Reproduce the records precisely. Omit every picture.
[[ Exercise material open ]]
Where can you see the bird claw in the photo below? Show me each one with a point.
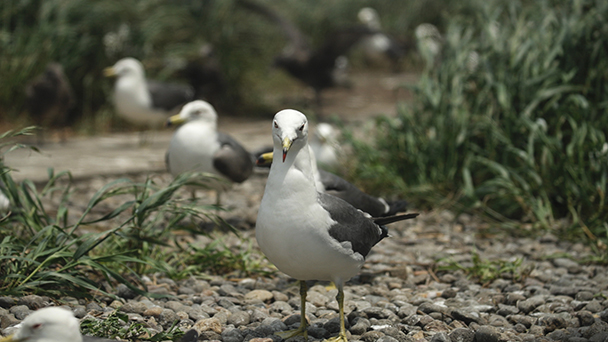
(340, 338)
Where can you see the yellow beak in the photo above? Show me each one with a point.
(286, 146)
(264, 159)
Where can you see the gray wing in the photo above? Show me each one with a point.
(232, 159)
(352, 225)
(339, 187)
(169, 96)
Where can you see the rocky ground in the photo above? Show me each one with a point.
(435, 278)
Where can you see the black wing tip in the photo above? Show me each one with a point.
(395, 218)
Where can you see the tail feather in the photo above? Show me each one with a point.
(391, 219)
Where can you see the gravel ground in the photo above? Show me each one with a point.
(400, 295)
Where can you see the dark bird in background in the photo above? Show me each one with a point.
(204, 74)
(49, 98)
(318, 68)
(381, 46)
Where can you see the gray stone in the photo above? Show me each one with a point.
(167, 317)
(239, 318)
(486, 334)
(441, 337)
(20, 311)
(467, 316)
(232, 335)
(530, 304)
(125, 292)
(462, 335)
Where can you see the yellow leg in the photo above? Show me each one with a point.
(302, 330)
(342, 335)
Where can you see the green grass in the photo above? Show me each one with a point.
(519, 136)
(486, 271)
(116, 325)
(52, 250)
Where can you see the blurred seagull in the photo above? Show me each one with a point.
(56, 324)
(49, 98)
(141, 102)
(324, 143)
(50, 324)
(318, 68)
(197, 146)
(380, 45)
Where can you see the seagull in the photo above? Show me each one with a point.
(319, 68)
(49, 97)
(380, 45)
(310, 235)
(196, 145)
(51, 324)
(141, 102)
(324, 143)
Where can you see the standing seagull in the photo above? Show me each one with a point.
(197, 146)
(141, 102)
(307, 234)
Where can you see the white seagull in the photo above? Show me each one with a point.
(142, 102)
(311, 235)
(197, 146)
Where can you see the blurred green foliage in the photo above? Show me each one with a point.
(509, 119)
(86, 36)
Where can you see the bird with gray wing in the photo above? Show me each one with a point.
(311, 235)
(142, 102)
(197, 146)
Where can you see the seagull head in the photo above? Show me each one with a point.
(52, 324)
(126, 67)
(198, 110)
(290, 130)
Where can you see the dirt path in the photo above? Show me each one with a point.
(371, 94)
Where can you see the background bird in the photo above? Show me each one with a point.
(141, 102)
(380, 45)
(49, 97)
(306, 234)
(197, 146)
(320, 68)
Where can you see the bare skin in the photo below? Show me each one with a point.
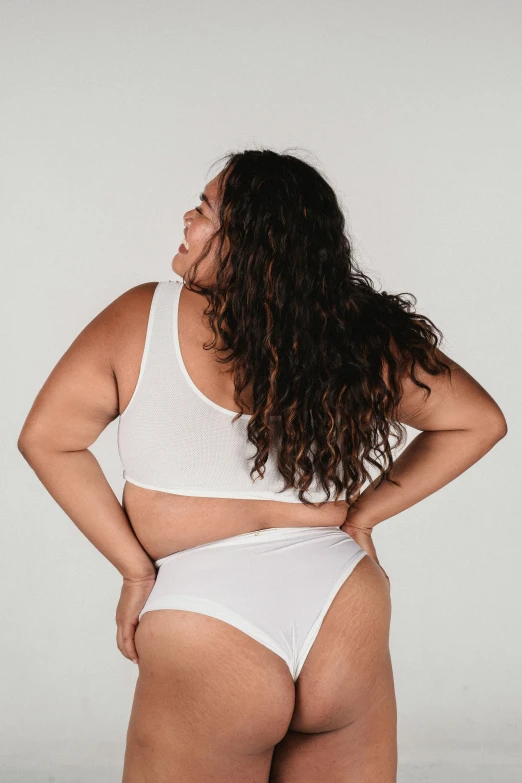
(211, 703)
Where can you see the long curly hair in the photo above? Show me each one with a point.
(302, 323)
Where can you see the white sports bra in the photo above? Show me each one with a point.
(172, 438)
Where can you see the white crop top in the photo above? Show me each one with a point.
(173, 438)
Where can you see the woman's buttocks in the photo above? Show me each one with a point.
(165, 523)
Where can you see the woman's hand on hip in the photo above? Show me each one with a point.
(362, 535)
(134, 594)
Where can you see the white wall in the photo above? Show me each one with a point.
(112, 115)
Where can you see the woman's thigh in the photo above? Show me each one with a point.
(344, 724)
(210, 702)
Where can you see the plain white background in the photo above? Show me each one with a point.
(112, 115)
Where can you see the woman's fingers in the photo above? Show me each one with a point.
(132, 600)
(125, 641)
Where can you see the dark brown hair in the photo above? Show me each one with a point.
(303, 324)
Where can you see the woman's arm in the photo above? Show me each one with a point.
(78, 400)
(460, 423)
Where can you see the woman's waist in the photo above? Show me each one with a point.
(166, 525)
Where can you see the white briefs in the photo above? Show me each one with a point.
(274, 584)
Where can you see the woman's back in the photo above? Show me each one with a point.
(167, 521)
[[ Exercise material closed ]]
» Your response:
Where can you see the bird claw in the photo below? Show me each one with a point.
(340, 338)
Where can you see the yellow beak in the photo above? Show me each one with a point.
(286, 146)
(264, 159)
Where can you see the gray wing in the photo above? Show me each one with a point.
(232, 159)
(352, 225)
(339, 187)
(169, 96)
Where can you see the rocky ground in the photo above? Show me each one with a point.
(435, 278)
Where can you see the black wing tip in the photo above? Show me each one with a point.
(395, 218)
Where can you see the tail feather in the photo above? Show me each one with a point.
(391, 219)
Where can you see the gravel ground in the photo above? Show me each one with a point.
(400, 295)
Where can you see the dark bird in background in the photo above? Show me each one with a point.
(204, 74)
(49, 98)
(318, 68)
(381, 46)
Where can you see the gray stone in the photo above? Show me each one with a point.
(167, 317)
(239, 318)
(486, 334)
(441, 337)
(20, 311)
(467, 316)
(232, 335)
(530, 304)
(125, 292)
(462, 335)
Where can you see the yellow leg in the photo above? Show me each one with a point.
(302, 330)
(342, 335)
Where can you see the green grass in the photo above? Show me each one with a point.
(519, 136)
(486, 271)
(116, 325)
(52, 250)
Where can you see the blurred seagull in the photo above? Show me each one with a point.
(56, 324)
(49, 98)
(141, 102)
(324, 143)
(50, 324)
(318, 68)
(197, 146)
(380, 45)
Where can you see the seagull in the photo above? Show me each one with a point.
(319, 68)
(49, 97)
(380, 45)
(310, 235)
(196, 145)
(51, 324)
(141, 102)
(324, 143)
Where can you see the standing seagull in the photo above? Show me each one with a point.
(197, 146)
(141, 102)
(307, 234)
Where can you see the white seagull in the photo above? Show me each one with a point.
(142, 102)
(311, 235)
(197, 146)
Where can you see the blurred green foliage in the photo above? Show me each one with a point.
(509, 119)
(86, 36)
Where can you see the bird with gray wing in the photo above? Show me each one with a point.
(311, 235)
(142, 102)
(197, 146)
Where can you see the seagull head in the photo above? Show me each one with a point.
(52, 324)
(126, 67)
(198, 110)
(290, 130)
Where can you see the dirt path in the photo above? Show me each one with a point.
(371, 94)
Where can you see the background bird in the photo above? Show me each one with a point.
(141, 102)
(380, 45)
(49, 97)
(306, 234)
(197, 146)
(320, 68)
Where can you see the bare skin in the photo below? Show me each one with a point.
(211, 703)
Where can you see the long curly hair in the photo above? Show me each one with a point.
(302, 323)
Where can you see the white sports bra in the photo above? Show me each one with a point.
(172, 438)
Where can you see the white crop top in the photo above? Show me each one with a point.
(173, 438)
Where can you see the woman's buttocks in the photo above? Show me each one with a point.
(165, 523)
Where can you see the woman's hand on hip in the photo above? Show me each one with a point.
(362, 535)
(134, 594)
Where can you see the white wall in the photo above? Show me each one with a point.
(112, 115)
Where can you see the woman's thigh in the photo above? Show me each one with a point.
(344, 724)
(210, 702)
Where can you see the plain white background in the photo above? Show me each one with a point.
(112, 115)
Where can you see the woman's fingers in the photo above? Show me each one with a point.
(132, 600)
(125, 641)
Where can you see the dark brown hair in the photo above? Show me each one with a point.
(303, 324)
Where can you see the woman's arm in the photo above? Show me each one with a point.
(78, 400)
(460, 423)
Where can you see the woman's waist in the photo above? Show me each one with a point.
(166, 525)
Where can you see the white briefs in the photo above? Show me each one with a point.
(274, 584)
Where can you see the woman's back in the photo above? Show me each one with a point.
(167, 521)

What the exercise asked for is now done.